## [EXCERPTED TEXT]
Encoding on the Internet
5: 8-Bit Non-Roman Encoding
The Problem
Although 256 characters can support most Western European languages, it is not enough to handle non-Roman characters or even languages written in the Roman alhpabet which fall outside of the Latin 1 character set. Therefore, other 8-bit encodings were developed for languages outside Western Europe.
Template
To accommodate both English and the other script, many 8-bit encodings are structured as follows:
- Characters #0-127 – ASCII
- Characters #128-255 – Other script.
Script | Encoding | #0-127 | #128-255 |
---|---|---|---|
Arabic | ISO-8859-6* (rarely used) |
ASCII
|
Arabic
|
Greek | ISO-8859-7* |
ASCII
|
Greek
|
Hebrew | ISO-8859-8* |
ASCII
|
Hebrew
|
*External links to Wikipedia
On the Internet, if you switch the encoding View of your browser in most cases, you will still see English because the encoding supports it.
Behavior of Encoded Fonts
Because non-Roman encodings include ASCII, if you switch to a properly encoded font in word-processor font and begin to type, you will see English characters. It is not until you switch your keyboard, that the non-Roman letters appear.
Parallel Standards
"Windows" Encodings vs. ISO-8859-x
For many scripts, there is a competing Windows encoding standard and a non-Windows standard, typically one registered at the ISO as an ISO-8859-x set. For instance Hebrew Web pages can be encoded as either ISO-8859-8 ("Visual Hebrew") or as Windows-1255.
Script | ISO/Other | Windows Encoding |
---|---|---|
Arabic | ISO-8859-6 | Windows-1256 |
Greek | ISO-8859-7 ("ELOT") | Windows-1253 |
Hebrew | ISO-8859-8 ("Visual Hebrew") | Windows-1255 |
Russian/Cyrillic | KOI-8 | Windows-1251 |
Thai | TIS-620 | Windows-874 |
Roman Script but Not Latin 1
In addition to the cases above, there are also languages which are written in the Latin alphabet, but include characters NOT in the ISO-8859-1 (Latin 1) encoding. These included "Central European" languages like Hungarian (with ő). Polish (ą,ł) and Czech (š,ů) as well as other languages like Turkish (ş,ǧ,ı) and Welsh (ŵ,ŷ)and ironically Latin (with ā,ē)
Like Arabic and Greek, they were placed in different 8-bit encoding systems which included the ASCII characters, but also the accented letters needed for a language.
Central European and Latin 2
The characters from the neighboring countries of Hungary, Poland, the former Czechoslovakia, the former Yugoslavia and Germany placed together in a variety of "Central European" encodings including ISO-8859-2 (aka Latin 2).
Script | ISO/Other | Windows Encoding |
---|---|---|
Central Europe | ISO‑8859‑2 ("Latin 2") | Windows-1250 |
Covered Latin 2 languages include Bosnian, Czech, Croatian, Hungarian, Polish, Serbian, Slovak, Slovenian and Sorbian.
In that era, computers would need access to parallel fonts which included these characters. Hence Mac users in the 90s would have both Times New Roman, Times New Roman CE and even Times New Roman CY with Cyrillic characters. Today, most versions of Times New Roman is based on Unicode and includes all the characters needed.
Other Latin Encodings
Beyond Central Europe, encodings were developed for the Baltic languages (Lithuanian, Lativian, Estoniani) and Turkish. Some theoretical encodings were developed but never fully implemented once Unicode became viable.
Script | ISO/Other | Windows Encoding |
---|---|---|
Baltic | ISO‑8859‑4 ("Latin 4") | Windows-1257 |
Turkish | ISO-8859-9 | Windows-1254 |
Celtic Never Implememted |
ISO-8859-14 | N/A |

## [SUPPLIED RECORDS]

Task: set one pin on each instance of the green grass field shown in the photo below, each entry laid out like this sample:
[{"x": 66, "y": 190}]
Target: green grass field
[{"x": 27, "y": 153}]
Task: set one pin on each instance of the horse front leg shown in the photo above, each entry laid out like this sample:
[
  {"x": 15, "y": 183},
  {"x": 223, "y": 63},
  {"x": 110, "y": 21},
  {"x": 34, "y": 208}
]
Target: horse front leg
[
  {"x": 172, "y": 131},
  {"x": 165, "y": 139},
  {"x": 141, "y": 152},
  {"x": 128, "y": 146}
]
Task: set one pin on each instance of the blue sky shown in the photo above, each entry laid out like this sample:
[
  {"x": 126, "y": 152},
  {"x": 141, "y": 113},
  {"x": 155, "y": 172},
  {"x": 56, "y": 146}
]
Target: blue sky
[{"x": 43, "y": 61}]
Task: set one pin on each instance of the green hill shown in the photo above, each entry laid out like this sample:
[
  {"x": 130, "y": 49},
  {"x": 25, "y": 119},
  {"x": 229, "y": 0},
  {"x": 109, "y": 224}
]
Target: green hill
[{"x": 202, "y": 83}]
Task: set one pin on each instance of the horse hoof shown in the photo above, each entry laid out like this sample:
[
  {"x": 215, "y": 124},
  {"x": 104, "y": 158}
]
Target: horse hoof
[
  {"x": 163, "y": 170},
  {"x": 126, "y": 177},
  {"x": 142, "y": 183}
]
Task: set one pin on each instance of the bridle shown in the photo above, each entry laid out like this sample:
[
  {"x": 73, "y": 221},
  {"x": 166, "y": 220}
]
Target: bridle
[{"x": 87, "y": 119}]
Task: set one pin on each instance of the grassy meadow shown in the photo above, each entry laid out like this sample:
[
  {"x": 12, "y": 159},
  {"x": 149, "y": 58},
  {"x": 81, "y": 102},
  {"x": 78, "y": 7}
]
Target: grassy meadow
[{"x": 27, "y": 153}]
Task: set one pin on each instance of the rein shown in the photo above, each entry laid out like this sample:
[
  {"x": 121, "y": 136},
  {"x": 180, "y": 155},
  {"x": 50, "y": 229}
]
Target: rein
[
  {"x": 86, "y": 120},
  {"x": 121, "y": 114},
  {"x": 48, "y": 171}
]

## [JOB A]
Rewrite the paragraph of the page on 8-bit encodings that begins "For many scripts, there is a competing" as a short bulleted list that keeps its main facts.
## [JOB B]
Answer these questions from the page on 8-bit encodings:
(i) In the template many 8-bit encodings follow, which character numbers hold ASCII?
(ii) Which Windows encoding is paired with TIS-620 for Thai?
(iii) By what other name is ISO-8859-2 known?

## [WORKED ANSWER A]
- Many scripts have two competing encoding standards: a Windows one and a non-Windows one.
- The non-Windows standard is typically registered at the ISO as an ISO-8859-x set.
- Example: Hebrew Web pages can be encoded as either ISO-8859-8 ("Visual Hebrew") or Windows-1255.

## [WORKED ANSWER B]
(i) Characters #0-127.
(ii) Windows-874.
(iii) Latin 2.